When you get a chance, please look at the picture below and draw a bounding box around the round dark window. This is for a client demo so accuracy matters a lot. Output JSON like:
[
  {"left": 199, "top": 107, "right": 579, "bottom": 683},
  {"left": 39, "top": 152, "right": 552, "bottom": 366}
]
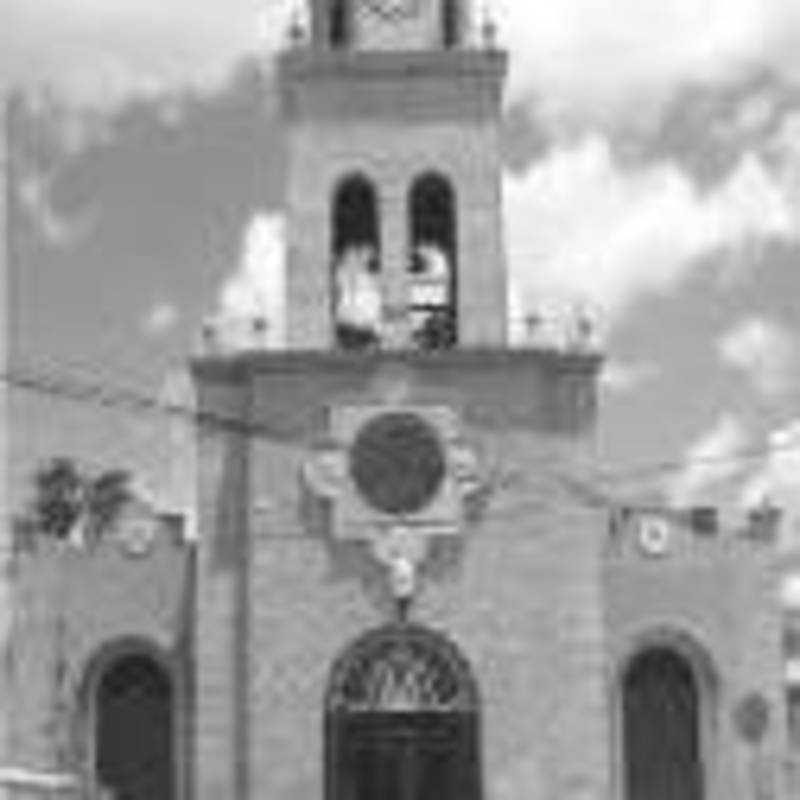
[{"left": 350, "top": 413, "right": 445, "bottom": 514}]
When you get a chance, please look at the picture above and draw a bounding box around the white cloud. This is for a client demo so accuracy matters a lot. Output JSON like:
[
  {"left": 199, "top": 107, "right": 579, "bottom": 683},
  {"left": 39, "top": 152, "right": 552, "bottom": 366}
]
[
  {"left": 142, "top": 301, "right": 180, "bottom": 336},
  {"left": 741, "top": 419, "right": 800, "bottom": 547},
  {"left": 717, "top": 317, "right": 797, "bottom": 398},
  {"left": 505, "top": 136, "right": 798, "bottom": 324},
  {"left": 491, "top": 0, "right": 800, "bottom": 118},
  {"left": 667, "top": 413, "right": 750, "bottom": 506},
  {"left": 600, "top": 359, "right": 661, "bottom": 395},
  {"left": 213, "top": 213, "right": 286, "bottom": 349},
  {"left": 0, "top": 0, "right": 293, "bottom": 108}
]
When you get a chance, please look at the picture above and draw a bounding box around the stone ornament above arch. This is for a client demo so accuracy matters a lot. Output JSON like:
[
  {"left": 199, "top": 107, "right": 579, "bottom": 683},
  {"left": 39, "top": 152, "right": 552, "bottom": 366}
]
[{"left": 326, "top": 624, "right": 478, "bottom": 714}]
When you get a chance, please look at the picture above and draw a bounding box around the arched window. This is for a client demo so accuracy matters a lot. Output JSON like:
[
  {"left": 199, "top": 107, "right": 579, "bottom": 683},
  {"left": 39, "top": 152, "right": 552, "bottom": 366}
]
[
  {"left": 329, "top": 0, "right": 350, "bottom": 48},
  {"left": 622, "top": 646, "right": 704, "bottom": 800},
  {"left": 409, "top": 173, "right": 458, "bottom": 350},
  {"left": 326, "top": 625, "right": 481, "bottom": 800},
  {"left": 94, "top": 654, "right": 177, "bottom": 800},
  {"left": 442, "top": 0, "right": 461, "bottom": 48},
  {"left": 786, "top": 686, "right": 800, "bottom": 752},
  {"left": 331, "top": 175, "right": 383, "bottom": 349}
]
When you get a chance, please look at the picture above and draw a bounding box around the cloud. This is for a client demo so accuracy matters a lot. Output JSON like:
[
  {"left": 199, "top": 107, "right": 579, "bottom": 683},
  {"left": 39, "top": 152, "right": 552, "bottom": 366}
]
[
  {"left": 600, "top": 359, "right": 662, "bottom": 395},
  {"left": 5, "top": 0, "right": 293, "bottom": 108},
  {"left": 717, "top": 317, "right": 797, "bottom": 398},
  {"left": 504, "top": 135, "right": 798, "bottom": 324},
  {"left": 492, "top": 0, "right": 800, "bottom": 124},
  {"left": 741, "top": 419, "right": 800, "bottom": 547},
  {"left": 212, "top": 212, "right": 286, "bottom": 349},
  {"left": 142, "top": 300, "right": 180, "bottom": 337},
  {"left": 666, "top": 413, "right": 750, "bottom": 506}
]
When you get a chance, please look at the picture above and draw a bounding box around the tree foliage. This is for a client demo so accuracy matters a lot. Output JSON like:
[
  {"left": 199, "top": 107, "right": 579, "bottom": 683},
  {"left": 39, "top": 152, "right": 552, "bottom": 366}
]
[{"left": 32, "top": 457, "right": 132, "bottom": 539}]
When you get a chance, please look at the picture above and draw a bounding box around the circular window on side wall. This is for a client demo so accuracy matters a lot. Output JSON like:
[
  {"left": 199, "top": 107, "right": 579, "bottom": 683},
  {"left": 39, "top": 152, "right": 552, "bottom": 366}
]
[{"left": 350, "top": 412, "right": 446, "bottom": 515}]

## What you are asked to do
Rewrite every line from the one containing "around the circular" through the end of the material. Shift each bounding-box coordinate in the answers up by 92, and leave all other text and numbers as they are.

## Task answer
When you get a chance, please look at the picture above and draw a bounding box around the circular window on side wall. This is for a client demo so accuracy matters a lot. Output JSON like:
[
  {"left": 199, "top": 107, "right": 579, "bottom": 683},
  {"left": 39, "top": 152, "right": 552, "bottom": 366}
]
[{"left": 442, "top": 504, "right": 538, "bottom": 607}]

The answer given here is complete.